◆ WORK ITEM ◆
Down to the last line, reproduce the data below exactly.

[Recorded data]
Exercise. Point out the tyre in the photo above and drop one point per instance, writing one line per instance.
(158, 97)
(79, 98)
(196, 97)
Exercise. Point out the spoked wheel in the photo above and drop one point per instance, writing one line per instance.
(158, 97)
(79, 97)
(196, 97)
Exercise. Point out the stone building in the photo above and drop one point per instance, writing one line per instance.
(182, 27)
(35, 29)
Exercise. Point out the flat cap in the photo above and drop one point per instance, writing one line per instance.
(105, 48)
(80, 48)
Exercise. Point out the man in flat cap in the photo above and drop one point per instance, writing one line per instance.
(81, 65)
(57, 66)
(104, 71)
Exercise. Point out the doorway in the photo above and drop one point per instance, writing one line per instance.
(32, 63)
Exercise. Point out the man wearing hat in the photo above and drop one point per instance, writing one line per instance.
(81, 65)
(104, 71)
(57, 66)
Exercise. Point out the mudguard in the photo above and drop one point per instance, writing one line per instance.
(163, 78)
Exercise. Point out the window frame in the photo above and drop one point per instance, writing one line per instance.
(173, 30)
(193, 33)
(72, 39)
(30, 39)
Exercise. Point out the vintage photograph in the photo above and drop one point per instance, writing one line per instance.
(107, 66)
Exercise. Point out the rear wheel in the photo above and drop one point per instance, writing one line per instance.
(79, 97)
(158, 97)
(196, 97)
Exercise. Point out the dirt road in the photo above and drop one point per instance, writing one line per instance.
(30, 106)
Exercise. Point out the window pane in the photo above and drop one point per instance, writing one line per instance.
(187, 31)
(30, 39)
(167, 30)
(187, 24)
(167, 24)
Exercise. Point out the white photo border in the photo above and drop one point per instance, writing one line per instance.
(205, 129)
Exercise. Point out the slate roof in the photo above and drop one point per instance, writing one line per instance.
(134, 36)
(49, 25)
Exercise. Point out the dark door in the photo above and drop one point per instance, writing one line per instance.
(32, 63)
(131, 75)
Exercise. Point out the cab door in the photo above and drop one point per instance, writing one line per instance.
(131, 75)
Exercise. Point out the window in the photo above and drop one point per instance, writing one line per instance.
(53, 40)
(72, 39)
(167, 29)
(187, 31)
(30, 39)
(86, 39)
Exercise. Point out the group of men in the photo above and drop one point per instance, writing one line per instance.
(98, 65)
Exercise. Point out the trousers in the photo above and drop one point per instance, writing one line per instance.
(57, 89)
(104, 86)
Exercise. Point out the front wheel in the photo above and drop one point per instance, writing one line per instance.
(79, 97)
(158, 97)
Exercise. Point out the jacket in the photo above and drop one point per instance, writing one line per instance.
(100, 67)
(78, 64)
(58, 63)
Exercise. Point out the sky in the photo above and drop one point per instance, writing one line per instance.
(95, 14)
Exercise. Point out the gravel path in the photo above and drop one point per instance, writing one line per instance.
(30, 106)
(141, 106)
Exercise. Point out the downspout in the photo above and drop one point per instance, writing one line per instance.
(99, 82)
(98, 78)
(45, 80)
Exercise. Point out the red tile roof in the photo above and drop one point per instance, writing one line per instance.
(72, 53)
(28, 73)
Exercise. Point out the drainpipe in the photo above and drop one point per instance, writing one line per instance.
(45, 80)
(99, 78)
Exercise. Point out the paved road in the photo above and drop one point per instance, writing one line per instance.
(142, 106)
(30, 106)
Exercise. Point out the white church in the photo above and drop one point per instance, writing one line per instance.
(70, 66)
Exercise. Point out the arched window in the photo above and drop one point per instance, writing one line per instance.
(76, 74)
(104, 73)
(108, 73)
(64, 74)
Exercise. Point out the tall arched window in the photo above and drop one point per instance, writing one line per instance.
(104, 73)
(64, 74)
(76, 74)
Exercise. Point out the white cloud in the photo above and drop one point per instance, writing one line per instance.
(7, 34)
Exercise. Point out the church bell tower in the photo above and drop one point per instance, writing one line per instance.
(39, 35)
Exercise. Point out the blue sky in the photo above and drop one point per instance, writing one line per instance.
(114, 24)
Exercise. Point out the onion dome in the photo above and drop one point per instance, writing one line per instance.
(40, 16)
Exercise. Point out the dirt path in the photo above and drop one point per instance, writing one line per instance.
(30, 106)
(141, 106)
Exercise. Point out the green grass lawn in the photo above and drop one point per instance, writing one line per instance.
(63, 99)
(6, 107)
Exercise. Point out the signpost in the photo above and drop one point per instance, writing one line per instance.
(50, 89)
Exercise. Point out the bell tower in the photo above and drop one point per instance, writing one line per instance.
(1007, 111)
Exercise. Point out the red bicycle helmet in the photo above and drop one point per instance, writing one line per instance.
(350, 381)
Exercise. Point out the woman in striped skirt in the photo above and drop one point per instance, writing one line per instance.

◆ RESULT ◆
Exercise. Point out the tyre in the photo above and drop one point per instance, writing one line per instance.
(158, 97)
(79, 98)
(196, 97)
Exercise. Point out the spoked wheel in the photo above and drop one point per instance, writing one line per instance.
(158, 97)
(79, 97)
(196, 97)
Exercise. Point out the stone building in the photo above and drop one point per instance, writing one line per instance.
(182, 27)
(35, 29)
Exercise. Point out the flat cap in the photo above and drop one point per instance, writing one line per instance.
(105, 48)
(80, 48)
Exercise. Point out the man in flat cap in the photo above and drop one point per instance, writing one line per instance.
(81, 65)
(57, 66)
(104, 71)
Exercise. Point out the doorway in the photo above and drop one point per instance, writing one line per instance.
(32, 63)
Exercise. Point out the man wearing hat in the photo above and drop one point per instance, writing one line per instance.
(81, 65)
(104, 71)
(57, 66)
Exercise. Point out the mudguard in the photo above and drop one point per instance, writing one line per instance.
(163, 78)
Exercise. Point out the window frame in the photo above and drop one point per instance, writing one line per instance.
(173, 30)
(193, 33)
(72, 39)
(30, 39)
Exercise. Point out the vintage photograph in the photo above and drop one point per instance, writing one line per instance.
(107, 66)
Exercise. Point out the rear wheel in the photo above and drop one point per instance, writing one line per instance.
(79, 97)
(158, 97)
(196, 97)
Exercise. Point out the dirt road in the photo above and drop one point per instance, writing one line per instance.
(30, 106)
Exercise. Point out the window pane in the photo above and drop one point per instance, writing one line per instance.
(187, 31)
(30, 39)
(167, 30)
(187, 24)
(167, 24)
Exercise. Point out the white photo border in the photo above and drop one point per instance, writing one line per instance.
(205, 129)
Exercise. Point out the slate roof in the photo above and drop one point per instance, writing one line per instance.
(134, 36)
(49, 25)
Exercise. Point out the dark door in the photo above and drop one point per instance, writing one line per instance.
(32, 63)
(131, 75)
Exercise. Point out the cab door in the photo above and drop one point per instance, writing one line per instance.
(131, 75)
Exercise. Point out the window in the photo above and drop one point per instance, writing one line per instance.
(53, 40)
(72, 39)
(167, 29)
(187, 31)
(30, 39)
(86, 39)
Exercise. Point out the group of men in the photo above and drop one point per instance, writing one line per instance.
(98, 65)
Exercise. Point out the trousers in the photo above and drop one point per instance, writing one line per instance.
(57, 89)
(104, 86)
Exercise. Point out the front wheel in the photo above and drop one point per instance, writing one line per instance.
(79, 97)
(158, 97)
Exercise. Point out the jacket in the photo above and drop one point per instance, writing one line per instance.
(100, 67)
(78, 64)
(58, 63)
Exercise. Point out the sky in the photo above and drop one point per instance, writing one line per instance.
(95, 14)
Exercise. Point out the gravel path in the photo above and drop one point per instance, writing one line per instance.
(30, 106)
(141, 106)
Exercise. Point out the downspout in the photo above and drop one point per instance, writing one line per instance.
(99, 82)
(98, 78)
(45, 80)
Exercise. Point out the red tile roof in the photo above and drop one point per instance, writing one line per instance.
(72, 53)
(28, 73)
Exercise. Point out the drainpipe in the photo above and drop one point per instance, writing one line per instance.
(45, 80)
(99, 78)
Exercise. Point out the paved road in the photo above and drop one point per instance, writing one line per instance.
(142, 106)
(30, 106)
Exercise. Point out the white church in the photo above and drop one point per instance, writing one line per instance.
(70, 66)
Exercise. Point out the arched window in the photo above and drop one point per instance, writing one line per instance.
(76, 74)
(104, 73)
(108, 73)
(64, 74)
Exercise. Point out the tall arched window in the photo above and drop one point per instance, writing one line per instance.
(104, 73)
(64, 74)
(76, 74)
Exercise. Point out the white cloud in the photo above and drop one point per instance, writing one line per instance.
(7, 34)
Exercise. Point out the church bell tower in the photo above and drop one point per instance, writing one line per instance.
(39, 35)
Exercise. Point out the blue sky in the photo above and drop one point per instance, writing one line per instance.
(114, 24)
Exercise. Point out the onion dome in the photo above and drop one point per instance, writing one line per instance.
(40, 16)
Exercise. Point out the dirt path in the photo above and drop one point per instance, writing one line per instance.
(30, 106)
(141, 106)
Exercise. Point out the green grass lawn in the photo above and drop one point per instance, writing one line per instance.
(63, 99)
(6, 107)
Exercise. Point out the signpost in the photo above and drop one point per instance, writing one line per instance.
(50, 89)
Exercise. Point out the bell tower in the photo above and drop one point per instance, writing one line per instance.
(1007, 111)
Exercise. Point out the red bicycle helmet in the photo above and drop one point per instance, writing one line per instance.
(350, 381)
Exercise. Point out the woman in striped skirt in the photo above and drop one point per instance, writing one line per instance.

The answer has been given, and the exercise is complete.